Extract to read:
⟨

What is Cholesterol in simple terms?

What is Cholesterol in simple terms?

Cholesterol is a buzz word which is discussed frequently. We are always told to watch our cholesterol levels but the trouble is that it can only be properly measured by a blood test. In this article we are going to explore what cholesterol actually is and also look at some simple solutions in terms of how we can keep it under control, both naturally and using supplemens.

What is cholesterol?

Cholesterol is a type of fat (known as a lipid) that is found in the blood and cells of the human body. It is essential for building cell membranes, producing hormones (such as estrogen and testosterone), and synthesising vitamin D.

As you can probably tell from this description cholesterol doesn’t strictly sound so terrible. This raises the question of why doctors are always so worried about it.

What are the different kinds of cholesterol?

Cholesterol splits into two different types:

Low-Density Lipoprotein (LDL):

This type is often referred to as "bad" cholesterol. High levels of LDL cholesterol can lead to the buildup of plaque in the walls of arteries, narrowing them and restricting blood flow. This can increase the risk of heart disease and stroke.

⟩

Problems to solve:
a) Reproduce the cholesterol article from "What is cholesterol?" up to and including "worried about it.".
b) According to the cholesterol article, what is cholesterol essential for?
Use only the cholesterol article for your answers.

Extracted material:
⟨

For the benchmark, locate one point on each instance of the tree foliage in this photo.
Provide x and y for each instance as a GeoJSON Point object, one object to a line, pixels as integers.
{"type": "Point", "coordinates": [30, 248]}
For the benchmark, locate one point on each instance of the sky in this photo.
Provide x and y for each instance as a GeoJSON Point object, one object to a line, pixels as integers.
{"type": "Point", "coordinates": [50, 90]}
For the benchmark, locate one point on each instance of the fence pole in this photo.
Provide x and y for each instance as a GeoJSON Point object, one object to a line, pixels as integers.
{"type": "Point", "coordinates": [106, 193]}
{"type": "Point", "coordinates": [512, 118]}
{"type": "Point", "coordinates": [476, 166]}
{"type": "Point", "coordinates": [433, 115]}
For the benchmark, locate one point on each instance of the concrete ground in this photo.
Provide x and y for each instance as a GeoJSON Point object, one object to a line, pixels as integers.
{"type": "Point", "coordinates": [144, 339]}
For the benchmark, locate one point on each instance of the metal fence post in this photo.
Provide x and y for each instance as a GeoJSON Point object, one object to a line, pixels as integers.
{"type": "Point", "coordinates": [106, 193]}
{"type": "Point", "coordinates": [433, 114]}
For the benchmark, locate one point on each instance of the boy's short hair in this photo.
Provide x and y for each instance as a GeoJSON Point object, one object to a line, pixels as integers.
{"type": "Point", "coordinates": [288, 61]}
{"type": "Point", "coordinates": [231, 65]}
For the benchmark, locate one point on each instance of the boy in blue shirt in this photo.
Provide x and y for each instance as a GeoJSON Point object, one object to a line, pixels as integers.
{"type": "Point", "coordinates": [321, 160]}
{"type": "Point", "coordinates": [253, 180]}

⟩
⟨

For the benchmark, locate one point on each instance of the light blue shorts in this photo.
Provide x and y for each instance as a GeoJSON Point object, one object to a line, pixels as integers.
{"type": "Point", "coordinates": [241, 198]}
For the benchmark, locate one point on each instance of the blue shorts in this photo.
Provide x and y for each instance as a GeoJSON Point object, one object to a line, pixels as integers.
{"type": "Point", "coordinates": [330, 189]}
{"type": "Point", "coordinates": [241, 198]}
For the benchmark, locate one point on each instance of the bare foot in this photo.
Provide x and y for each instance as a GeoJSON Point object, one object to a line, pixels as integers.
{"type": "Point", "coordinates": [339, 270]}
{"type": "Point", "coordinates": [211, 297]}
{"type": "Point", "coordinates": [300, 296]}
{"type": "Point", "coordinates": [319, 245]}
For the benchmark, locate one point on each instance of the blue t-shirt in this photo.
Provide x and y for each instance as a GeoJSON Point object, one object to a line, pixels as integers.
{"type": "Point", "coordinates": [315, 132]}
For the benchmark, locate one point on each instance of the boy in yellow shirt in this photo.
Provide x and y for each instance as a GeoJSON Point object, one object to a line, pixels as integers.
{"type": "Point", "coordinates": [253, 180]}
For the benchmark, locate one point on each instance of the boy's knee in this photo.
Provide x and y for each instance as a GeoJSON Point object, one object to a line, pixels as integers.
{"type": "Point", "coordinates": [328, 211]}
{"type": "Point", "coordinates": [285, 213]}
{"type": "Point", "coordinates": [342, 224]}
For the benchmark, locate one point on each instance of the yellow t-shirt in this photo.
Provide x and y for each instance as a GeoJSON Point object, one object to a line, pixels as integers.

⟩
⟨

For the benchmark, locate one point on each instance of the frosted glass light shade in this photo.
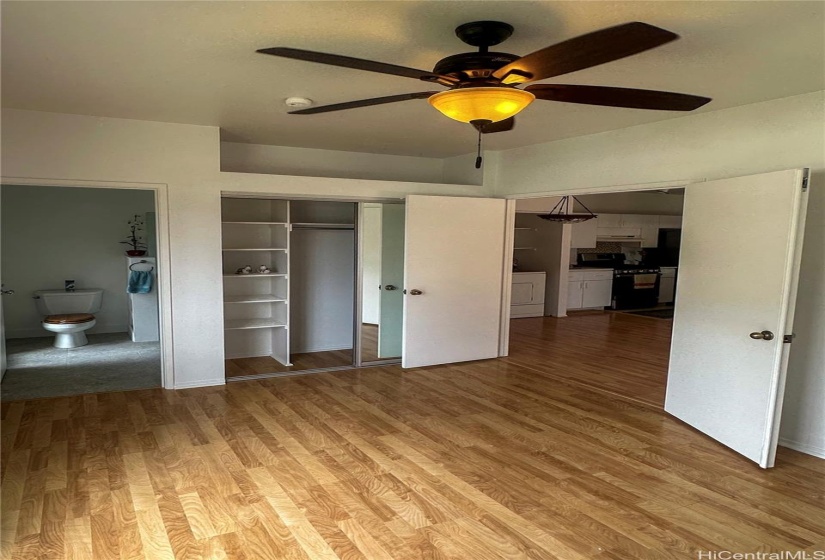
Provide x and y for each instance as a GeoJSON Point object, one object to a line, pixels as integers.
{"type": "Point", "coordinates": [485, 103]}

⟩

Answers for the exercise:
a)
What is cholesterol?

Cholesterol is a type of fat (known as a lipid) that is found in the blood and cells of the human body. It is essential for building cell membranes, producing hormones (such as estrogen and testosterone), and synthesising vitamin D.

As you can probably tell from this description cholesterol doesn’t strictly sound so terrible. This raises the question of why doctors are always so worried about it.

b) Building cell membranes, producing hormones such as estrogen and testosterone, and synthesizing vitamin D.